### Your tasks
1 – Answer these questions about the essay on keeping references, one answer per line, marked (a), (b) and (c) to match.
(a) What age does the author give for himself?
(b) How many file drawers full of references does the author describe?
(c) Where are the floor-to-ceiling paper references kept?
2 – List every section heading in the essay on keeping references that follows the title line.
3 – Print the part of the essay on keeping references starting with "Uncounted Electronic References" and going on through "getting organized again.".

Rants, Raves and Revelations
Too Many References — Too Little Space — No way to Search for Them: A Quintessential Enigma
by Harry {doc} Babad
The Enigma — to keep or not to keep, that is my question. Is it better to search for information each time I need it? — OR — After collecting needed information, usually in documents, spend time cataloging it for easy retrieval. Too much to do — so little time to do it in!
Pros and Cons
— A new search will turn up other interesting and appropriate goodies
— Much of what I want, and often know exists, has never been stored electronically
— Dealing with the problem by cataloging is sooo boring, en with my favorite music playing
— Over the years, you’ve created great, if I say so my self, systems for cataloging, and retrieving stored documents.
— Doc, you’re likely too attention scatters to maintain even the best of systems. It’s like quitting smoking or eating after 9:00 pm.
My Problem
Floor to Ceiling Paper References – in a walk in closet bookcase, cataloged in a database)
File draws — six plus, full of references including my published papers, mostly uncataloged.
Uncounted Electronic References — documents, mostly uncataloged, with likely duplicate copies, in folders scattered all over my hard disk. These are randomly organized by project, client or by subject matter or in folders of several of these categories.
Needs
If wishes were horses, beggars would ride…
- Reclaim Closet and File Draw Space by canning the documents I want to keep— Paper reduction 101 — it all goes to recycle.
- Catalog all those references into a searchable database. For cataloged items, shifting the existing information to a newly designed more easily searchable catalog. More about that later.
- Alternatively, with great pain, toss the ones I no longer connect with, knowing they’ll become needed next week… month… year.
- Maintain the updated database and document storage system. The rule, new document, new database entry — golly doc is getting organized again.
- Create a reference library to stare my document collection on a separate hard drive. This will allow me to store archive but interesting documents.
- Change by collecting ways to avoid duplicate copies of things I use — I can use aliases, in project files, of the documents I need to refer to, in support of my clients. I could even give the aliases a more useful name, rather than the short alphanumeric used when cataloging and storing the original.
Okay, that’s right — I’ve got the tools, let’s do it right.
Available Tools
I actually for the first time in my life have all the tools I need to make document collection, cataloging, and storage an almost painless process. At 71, some of you might question my sanity, but as sayeth the Bard, The time is out of joint; O cursed spite, that ever I was born to set it right! Hamlet, Prince of Denmark, Act I. Scene V.

### Extracted data
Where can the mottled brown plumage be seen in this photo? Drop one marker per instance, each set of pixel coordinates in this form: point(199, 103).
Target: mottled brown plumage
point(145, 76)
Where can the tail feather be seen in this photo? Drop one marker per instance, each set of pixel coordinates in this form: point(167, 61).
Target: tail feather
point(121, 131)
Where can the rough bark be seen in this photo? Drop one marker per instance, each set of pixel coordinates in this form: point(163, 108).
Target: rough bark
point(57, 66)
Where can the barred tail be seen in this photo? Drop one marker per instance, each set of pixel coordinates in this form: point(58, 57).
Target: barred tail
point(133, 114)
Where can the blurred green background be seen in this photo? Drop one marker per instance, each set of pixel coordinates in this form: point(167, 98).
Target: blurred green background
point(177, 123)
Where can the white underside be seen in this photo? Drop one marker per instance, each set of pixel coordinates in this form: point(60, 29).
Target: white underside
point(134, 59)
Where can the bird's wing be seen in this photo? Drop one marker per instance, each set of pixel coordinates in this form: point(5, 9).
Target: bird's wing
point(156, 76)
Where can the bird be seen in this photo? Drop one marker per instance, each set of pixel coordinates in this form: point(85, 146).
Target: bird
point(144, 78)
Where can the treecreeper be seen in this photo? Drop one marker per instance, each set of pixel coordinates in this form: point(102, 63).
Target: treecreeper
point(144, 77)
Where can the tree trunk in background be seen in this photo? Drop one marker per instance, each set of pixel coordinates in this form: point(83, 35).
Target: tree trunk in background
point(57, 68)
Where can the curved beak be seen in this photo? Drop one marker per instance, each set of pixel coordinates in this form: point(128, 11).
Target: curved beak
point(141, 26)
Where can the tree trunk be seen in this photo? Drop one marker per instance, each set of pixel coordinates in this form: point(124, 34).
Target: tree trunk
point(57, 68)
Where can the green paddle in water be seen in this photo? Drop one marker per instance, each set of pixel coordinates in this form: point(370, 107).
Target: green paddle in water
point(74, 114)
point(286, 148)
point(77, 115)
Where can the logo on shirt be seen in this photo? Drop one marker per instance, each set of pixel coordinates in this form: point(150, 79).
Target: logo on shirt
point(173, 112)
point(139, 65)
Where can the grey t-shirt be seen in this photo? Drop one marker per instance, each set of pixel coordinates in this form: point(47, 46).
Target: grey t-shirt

### Task-by-task results
1 –
(a) 71.
(b) Six plus.
(c) In a walk in closet bookcase, cataloged in a database.

2 –
Pros and Cons
My Problem
Needs
Available Tools

3 –
Uncounted Electronic References — documents, mostly uncataloged, with likely duplicate copies, in folders scattered all over my hard disk. These are randomly organized by project, client or by subject matter or in folders of several of these categories.
Needs
If wishes were horses, beggars would ride…
- Reclaim Closet and File Draw Space by canning the documents I want to keep— Paper reduction 101 — it all goes to recycle.
- Catalog all those references into a searchable database. For cataloged items, shifting the existing information to a newly designed more easily searchable catalog. More about that later.
- Alternatively, with great pain, toss the ones I no longer connect with, knowing they’ll become needed next week… month… year.
- Maintain the updated database and document storage system. The rule, new document, new database entry — golly doc is getting organized again.